Brano citato:
________________________________________

Il castello di Cuasso, noto anche come Castelasc, è un importante edificio difensivo di fondazione altomediovale dell'Insubria. Esso occupa l'intero crinale di un colle il cui nome è divenuto eponimo dell'intero comune di Cuasso al Monte, all'interno del quale sorge la struttura. Ne rimangono oramai solo imponenti ruderi.
Il mastio, in posizione di controllo della gola proveniente dalla valle, risulta visibile, per chi proviene da sud, anche da una decina di chilometri, pur essendo localizzato in una posizione defilata: questo ne attesta l'importanza strategica. Il castello era in origine composto da quattro piani distinti con un tetto merlato, alla guelfa, mentre sulla parete ovest si appoggiava una piccola torre al cui interno correvano le scale per raggiungere tutti i piani. Il mastio si presentava come la prora di una nave e probabilmente sulla scomparsa parete sud non vi erano accessi, ma solo finestre. Da quel punto poteva facilmente controllare la sottostante strada con un indubbio vantaggio strategico dovuto alla maggiore altezza.

________________________________________

Record del dataset:

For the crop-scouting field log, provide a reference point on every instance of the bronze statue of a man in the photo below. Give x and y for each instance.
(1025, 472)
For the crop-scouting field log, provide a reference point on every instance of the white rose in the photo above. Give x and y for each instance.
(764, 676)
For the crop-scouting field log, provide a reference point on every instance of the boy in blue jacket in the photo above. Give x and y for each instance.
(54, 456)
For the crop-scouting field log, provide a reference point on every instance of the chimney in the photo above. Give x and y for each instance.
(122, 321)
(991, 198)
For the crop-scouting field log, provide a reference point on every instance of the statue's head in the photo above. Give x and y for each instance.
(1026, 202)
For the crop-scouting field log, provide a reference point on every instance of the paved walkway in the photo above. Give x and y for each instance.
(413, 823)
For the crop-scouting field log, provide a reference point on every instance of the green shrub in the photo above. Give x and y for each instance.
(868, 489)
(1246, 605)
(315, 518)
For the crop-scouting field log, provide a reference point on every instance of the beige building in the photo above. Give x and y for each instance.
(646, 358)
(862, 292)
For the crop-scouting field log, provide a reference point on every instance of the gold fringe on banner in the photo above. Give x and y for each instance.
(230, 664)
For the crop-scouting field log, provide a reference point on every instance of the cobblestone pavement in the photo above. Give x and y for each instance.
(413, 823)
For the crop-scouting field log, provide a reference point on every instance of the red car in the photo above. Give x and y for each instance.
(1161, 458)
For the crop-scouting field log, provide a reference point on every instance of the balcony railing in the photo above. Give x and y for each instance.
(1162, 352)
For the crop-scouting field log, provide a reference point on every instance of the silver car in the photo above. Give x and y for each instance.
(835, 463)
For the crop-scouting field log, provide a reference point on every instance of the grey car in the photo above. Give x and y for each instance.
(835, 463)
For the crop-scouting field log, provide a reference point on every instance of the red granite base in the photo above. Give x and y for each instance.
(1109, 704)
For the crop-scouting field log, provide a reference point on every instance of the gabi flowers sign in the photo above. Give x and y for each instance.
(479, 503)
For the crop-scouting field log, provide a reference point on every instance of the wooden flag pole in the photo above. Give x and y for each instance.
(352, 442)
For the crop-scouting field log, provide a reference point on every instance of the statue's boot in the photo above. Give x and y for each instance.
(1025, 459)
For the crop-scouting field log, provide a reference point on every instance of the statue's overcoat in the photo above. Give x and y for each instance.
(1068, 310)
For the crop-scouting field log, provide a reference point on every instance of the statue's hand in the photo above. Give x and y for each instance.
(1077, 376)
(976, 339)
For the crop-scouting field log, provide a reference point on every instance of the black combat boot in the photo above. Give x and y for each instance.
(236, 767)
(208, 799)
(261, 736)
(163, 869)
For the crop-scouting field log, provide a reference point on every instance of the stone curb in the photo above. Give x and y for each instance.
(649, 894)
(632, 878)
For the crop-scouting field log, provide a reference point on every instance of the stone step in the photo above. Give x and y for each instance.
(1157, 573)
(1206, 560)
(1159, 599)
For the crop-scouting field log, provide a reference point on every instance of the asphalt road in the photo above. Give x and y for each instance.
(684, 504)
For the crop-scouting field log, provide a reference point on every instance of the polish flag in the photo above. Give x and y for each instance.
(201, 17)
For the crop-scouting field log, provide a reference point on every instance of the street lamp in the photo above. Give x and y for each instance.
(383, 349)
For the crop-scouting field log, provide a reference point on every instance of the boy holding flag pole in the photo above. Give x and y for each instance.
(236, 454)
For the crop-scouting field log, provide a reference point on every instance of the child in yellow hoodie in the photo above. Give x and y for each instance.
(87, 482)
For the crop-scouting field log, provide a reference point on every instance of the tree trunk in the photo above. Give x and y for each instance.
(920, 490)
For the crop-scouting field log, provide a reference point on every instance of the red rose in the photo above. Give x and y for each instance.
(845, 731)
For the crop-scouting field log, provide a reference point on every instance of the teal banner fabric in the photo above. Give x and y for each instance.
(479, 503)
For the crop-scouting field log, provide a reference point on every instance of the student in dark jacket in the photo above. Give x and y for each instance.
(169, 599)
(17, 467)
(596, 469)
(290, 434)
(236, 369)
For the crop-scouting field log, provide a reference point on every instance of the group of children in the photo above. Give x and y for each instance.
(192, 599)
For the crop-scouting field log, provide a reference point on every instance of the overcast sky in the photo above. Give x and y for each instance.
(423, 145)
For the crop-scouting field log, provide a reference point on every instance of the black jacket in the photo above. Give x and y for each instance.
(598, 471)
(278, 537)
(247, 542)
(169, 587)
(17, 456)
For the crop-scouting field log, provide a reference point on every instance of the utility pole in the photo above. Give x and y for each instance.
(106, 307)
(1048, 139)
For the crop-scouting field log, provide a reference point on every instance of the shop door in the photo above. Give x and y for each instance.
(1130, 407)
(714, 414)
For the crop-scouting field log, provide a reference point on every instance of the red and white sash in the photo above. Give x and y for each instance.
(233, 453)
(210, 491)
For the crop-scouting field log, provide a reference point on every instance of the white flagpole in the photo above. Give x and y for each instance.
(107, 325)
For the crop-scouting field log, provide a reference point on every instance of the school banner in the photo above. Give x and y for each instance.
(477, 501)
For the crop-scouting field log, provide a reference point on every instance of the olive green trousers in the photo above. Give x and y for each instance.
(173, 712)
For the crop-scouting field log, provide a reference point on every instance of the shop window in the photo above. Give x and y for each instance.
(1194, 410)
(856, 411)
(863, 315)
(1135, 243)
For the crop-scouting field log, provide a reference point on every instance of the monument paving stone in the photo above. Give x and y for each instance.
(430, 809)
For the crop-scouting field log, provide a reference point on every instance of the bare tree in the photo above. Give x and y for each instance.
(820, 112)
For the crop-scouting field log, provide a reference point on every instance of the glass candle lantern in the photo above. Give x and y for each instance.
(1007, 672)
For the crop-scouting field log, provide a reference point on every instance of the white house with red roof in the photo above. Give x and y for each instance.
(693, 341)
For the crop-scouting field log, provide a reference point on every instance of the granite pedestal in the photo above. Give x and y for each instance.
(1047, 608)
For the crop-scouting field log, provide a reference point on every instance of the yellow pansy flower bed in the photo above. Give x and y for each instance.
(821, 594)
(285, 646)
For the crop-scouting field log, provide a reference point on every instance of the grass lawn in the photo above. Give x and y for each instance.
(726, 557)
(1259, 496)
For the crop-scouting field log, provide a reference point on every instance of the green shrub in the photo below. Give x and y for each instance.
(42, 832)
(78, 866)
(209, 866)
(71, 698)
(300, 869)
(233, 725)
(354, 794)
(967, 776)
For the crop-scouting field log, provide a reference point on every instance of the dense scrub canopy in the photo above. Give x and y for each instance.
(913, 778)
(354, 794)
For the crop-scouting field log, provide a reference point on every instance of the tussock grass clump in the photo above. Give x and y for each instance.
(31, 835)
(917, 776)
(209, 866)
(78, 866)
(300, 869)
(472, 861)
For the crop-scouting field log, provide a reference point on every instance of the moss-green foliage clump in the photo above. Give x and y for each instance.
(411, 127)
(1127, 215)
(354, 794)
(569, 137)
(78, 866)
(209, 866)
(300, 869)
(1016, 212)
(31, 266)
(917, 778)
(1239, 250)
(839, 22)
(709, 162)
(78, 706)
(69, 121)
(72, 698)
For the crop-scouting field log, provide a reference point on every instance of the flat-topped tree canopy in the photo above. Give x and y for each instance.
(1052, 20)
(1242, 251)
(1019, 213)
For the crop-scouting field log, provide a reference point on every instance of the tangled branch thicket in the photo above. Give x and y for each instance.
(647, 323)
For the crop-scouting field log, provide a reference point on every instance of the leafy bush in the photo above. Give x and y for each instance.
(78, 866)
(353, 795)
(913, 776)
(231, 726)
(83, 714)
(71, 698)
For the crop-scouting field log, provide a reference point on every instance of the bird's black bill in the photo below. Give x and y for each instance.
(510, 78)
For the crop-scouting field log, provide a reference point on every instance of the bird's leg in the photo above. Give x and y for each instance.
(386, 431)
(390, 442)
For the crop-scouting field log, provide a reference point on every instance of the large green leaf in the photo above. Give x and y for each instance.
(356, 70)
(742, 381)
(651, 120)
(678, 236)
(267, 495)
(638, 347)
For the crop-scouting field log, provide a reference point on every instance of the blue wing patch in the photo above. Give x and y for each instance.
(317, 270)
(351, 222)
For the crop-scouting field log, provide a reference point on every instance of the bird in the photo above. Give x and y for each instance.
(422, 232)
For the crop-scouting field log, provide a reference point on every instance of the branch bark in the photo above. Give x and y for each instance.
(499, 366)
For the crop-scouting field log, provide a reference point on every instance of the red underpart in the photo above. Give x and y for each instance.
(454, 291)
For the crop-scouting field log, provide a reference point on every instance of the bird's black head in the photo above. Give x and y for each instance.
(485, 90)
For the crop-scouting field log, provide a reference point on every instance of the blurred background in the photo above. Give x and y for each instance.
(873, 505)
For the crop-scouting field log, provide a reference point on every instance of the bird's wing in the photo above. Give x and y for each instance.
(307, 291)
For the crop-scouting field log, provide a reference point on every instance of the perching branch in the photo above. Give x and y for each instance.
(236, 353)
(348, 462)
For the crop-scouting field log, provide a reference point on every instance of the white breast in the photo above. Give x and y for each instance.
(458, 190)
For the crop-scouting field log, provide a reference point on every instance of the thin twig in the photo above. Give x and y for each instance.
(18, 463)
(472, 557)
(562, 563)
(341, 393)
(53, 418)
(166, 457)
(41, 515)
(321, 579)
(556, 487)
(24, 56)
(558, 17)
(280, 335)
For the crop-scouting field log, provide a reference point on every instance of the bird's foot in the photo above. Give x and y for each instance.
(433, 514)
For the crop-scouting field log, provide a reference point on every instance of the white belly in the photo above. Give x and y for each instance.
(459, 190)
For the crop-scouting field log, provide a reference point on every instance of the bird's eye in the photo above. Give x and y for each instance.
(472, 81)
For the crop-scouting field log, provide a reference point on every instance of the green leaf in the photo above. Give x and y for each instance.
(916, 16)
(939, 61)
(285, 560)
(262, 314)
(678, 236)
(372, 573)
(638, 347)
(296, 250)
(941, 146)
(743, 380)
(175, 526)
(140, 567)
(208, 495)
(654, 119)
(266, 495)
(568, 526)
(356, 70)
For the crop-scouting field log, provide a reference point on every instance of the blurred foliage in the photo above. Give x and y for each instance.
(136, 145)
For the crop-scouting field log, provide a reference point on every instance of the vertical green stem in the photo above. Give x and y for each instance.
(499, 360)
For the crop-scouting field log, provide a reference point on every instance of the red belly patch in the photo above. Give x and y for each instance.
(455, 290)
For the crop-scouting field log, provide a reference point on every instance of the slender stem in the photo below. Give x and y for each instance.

________________________________________

Da fare:
• A. Secondo il brano sul castello di Cuasso, con quale altro nome è conosciuto il castello?
• B. Traduci in inglese questa frase del brano sul castello di Cuasso: "Il castello era in origine composto da quattro piani distinti con un tetto merlato, alla guelfa, mentre sulla parete ovest si appoggiava una piccola torre al cui interno correvano le scale per raggiungere tutti i piani."

Risposte complete:
• A. Castelasc.

• B. The castle was originally made up of four separate floors with a crenellated roof in the Guelph style, while a small tower, inside which ran the stairs leading to all the floors, leaned against the west wall.